▶ [Your goal]: Please format the entries from the line containing "[locate] the dry" up to and including the line containing "<point>554,284</point>" as a JSON list of strings, with one string per line and blank lines left out.

=======

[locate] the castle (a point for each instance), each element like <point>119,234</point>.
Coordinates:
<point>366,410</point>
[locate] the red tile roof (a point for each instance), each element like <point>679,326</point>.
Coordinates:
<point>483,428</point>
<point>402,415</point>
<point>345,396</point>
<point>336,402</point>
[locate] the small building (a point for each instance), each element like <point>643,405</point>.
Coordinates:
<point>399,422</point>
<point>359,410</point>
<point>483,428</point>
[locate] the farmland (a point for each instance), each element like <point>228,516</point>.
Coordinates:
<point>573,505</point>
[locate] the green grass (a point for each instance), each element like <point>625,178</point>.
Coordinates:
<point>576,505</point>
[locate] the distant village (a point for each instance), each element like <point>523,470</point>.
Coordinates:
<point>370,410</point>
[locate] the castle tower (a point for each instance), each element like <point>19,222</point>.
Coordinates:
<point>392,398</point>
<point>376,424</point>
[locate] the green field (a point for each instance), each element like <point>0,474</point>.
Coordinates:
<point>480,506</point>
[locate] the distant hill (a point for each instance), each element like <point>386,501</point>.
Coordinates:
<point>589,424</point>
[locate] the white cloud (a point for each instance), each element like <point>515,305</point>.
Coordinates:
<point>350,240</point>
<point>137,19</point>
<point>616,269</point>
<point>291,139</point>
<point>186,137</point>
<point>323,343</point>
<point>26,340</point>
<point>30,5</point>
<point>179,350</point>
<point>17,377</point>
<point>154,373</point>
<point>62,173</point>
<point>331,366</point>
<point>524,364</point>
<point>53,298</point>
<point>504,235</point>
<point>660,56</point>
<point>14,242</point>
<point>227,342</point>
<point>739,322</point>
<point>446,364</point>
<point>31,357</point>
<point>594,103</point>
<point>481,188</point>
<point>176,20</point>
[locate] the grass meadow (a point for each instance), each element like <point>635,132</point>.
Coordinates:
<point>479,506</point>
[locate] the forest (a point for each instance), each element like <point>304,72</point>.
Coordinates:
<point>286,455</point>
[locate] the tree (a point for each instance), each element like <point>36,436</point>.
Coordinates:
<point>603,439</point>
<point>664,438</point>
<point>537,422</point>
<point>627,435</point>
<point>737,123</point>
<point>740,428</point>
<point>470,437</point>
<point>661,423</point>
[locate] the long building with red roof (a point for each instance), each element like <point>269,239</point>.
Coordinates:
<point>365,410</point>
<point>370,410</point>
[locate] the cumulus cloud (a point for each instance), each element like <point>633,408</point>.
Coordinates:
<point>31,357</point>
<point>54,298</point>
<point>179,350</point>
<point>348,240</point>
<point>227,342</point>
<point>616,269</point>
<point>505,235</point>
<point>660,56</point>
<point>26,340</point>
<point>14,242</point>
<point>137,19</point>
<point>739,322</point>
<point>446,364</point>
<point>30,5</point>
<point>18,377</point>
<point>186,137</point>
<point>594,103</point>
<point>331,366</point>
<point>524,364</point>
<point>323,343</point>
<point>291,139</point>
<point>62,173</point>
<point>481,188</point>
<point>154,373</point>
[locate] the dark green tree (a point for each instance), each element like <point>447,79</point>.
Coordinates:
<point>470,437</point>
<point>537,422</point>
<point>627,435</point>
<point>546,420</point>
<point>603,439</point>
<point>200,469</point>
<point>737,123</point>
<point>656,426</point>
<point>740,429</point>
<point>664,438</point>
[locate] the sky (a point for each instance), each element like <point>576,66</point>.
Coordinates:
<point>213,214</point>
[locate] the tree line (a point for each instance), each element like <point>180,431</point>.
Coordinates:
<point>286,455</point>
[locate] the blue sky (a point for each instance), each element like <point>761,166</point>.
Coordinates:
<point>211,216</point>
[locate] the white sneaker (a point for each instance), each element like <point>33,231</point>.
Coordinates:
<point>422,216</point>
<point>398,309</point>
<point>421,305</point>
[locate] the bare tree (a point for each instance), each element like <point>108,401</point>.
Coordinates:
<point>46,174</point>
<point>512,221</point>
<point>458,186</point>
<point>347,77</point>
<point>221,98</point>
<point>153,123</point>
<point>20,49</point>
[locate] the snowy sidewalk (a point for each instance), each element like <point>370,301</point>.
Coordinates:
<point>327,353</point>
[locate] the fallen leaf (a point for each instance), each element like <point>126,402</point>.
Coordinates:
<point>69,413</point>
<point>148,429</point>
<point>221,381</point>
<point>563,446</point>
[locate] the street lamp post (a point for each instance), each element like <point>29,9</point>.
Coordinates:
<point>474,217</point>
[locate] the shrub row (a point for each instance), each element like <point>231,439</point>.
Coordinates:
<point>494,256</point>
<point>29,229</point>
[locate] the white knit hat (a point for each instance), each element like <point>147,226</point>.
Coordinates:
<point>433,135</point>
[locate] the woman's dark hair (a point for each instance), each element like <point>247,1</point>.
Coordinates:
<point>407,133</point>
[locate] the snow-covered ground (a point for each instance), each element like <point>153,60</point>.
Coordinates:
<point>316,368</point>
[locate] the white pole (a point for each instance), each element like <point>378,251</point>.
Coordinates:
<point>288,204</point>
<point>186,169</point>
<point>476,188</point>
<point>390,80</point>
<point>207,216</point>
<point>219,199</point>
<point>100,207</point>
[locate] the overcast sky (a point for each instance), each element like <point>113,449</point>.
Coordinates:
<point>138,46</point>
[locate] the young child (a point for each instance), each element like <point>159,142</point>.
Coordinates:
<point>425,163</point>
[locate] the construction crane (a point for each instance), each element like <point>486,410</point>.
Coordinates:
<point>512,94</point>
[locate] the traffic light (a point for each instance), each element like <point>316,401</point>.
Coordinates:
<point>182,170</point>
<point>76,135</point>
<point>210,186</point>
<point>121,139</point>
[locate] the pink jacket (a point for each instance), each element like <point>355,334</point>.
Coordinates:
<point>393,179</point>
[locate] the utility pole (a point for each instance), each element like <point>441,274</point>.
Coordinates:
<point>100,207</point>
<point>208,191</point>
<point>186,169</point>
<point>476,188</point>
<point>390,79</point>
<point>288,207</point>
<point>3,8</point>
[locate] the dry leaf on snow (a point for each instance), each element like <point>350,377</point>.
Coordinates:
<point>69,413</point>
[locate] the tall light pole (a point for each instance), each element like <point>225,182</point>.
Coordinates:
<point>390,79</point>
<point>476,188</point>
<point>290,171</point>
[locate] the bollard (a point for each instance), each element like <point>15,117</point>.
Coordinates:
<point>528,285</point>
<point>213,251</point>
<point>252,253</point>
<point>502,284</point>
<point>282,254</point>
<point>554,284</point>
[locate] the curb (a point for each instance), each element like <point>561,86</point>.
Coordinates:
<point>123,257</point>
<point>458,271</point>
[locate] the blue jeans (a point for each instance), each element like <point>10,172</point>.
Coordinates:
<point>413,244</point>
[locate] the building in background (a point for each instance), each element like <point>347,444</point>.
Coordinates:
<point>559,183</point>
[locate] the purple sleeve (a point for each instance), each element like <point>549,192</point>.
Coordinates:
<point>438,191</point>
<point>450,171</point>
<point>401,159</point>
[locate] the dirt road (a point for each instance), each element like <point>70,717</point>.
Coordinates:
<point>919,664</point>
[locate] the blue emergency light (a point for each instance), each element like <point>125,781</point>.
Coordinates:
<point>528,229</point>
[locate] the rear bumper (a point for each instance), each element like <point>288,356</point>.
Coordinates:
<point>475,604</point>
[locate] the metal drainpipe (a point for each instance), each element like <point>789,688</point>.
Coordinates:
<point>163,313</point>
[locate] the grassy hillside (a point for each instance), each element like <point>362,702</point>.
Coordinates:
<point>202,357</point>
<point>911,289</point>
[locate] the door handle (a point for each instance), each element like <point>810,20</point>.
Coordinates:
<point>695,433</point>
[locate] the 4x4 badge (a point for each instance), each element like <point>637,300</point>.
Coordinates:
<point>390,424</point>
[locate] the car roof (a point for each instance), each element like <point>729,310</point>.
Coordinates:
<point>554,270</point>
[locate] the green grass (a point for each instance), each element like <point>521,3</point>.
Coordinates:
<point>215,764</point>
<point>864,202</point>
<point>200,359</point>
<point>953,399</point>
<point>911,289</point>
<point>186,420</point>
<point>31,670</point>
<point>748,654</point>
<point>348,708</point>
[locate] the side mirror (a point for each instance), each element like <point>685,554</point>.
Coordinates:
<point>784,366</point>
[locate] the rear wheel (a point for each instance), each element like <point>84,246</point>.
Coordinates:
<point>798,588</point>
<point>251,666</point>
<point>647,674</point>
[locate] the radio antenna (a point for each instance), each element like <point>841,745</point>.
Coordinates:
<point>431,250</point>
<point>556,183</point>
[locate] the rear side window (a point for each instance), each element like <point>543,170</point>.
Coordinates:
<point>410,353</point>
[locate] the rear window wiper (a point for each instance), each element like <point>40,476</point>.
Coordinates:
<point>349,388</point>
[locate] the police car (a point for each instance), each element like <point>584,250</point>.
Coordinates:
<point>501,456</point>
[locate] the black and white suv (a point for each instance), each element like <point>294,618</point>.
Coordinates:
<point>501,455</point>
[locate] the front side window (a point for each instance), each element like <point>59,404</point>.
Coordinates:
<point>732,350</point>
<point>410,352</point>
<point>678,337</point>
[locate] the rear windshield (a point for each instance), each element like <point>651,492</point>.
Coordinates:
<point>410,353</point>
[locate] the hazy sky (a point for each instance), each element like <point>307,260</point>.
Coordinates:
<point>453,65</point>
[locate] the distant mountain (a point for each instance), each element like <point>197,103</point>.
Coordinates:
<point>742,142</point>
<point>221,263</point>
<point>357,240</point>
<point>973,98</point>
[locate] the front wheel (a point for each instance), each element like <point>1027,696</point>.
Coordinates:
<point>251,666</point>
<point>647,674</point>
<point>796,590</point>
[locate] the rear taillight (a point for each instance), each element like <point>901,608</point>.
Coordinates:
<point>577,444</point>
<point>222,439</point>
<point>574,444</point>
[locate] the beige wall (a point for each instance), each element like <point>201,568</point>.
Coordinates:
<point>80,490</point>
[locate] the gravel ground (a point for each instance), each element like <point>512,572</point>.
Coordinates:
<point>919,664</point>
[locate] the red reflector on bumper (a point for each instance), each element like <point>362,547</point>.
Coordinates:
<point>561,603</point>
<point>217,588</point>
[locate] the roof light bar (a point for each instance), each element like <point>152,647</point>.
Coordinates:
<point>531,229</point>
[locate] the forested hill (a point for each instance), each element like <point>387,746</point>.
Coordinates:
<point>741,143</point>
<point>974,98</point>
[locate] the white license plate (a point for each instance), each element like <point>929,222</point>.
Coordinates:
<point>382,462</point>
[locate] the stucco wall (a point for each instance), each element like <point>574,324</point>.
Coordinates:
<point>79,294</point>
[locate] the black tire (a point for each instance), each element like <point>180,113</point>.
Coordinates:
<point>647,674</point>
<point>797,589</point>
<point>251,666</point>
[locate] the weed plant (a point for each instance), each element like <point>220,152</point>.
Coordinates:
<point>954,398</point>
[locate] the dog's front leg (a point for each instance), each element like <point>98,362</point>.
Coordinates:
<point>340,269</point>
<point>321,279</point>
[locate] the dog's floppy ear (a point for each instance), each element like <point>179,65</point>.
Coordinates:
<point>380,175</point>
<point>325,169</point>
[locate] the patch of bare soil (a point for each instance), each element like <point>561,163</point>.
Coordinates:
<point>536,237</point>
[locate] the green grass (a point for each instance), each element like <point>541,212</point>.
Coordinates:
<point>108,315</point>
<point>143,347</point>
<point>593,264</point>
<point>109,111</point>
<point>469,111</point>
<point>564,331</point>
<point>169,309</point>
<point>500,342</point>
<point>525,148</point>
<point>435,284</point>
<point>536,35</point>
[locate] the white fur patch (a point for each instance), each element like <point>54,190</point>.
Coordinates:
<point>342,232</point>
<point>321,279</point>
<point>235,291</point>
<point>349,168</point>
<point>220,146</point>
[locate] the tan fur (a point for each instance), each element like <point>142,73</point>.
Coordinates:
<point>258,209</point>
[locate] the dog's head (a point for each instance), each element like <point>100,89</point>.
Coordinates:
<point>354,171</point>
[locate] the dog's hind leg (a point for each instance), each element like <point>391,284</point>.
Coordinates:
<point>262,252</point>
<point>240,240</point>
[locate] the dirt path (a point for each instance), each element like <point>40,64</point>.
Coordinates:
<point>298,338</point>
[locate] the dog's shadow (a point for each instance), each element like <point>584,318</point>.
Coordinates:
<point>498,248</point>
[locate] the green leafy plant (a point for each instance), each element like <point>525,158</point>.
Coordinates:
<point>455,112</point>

=======

▶ [Reply to the task]:
[
  "[locate] the dry leaf on snow (a point for each instance), each element like <point>350,377</point>.",
  "Coordinates:",
  "<point>69,413</point>",
  "[locate] the tall light pole (a point for each instance), each element like <point>225,182</point>.",
  "Coordinates:",
  "<point>390,79</point>",
  "<point>476,188</point>",
  "<point>290,171</point>",
  "[locate] the bollard (a point for each instance), each element like <point>15,117</point>.",
  "Coordinates:",
  "<point>528,285</point>",
  "<point>213,251</point>",
  "<point>252,253</point>",
  "<point>502,284</point>",
  "<point>282,254</point>",
  "<point>554,284</point>"
]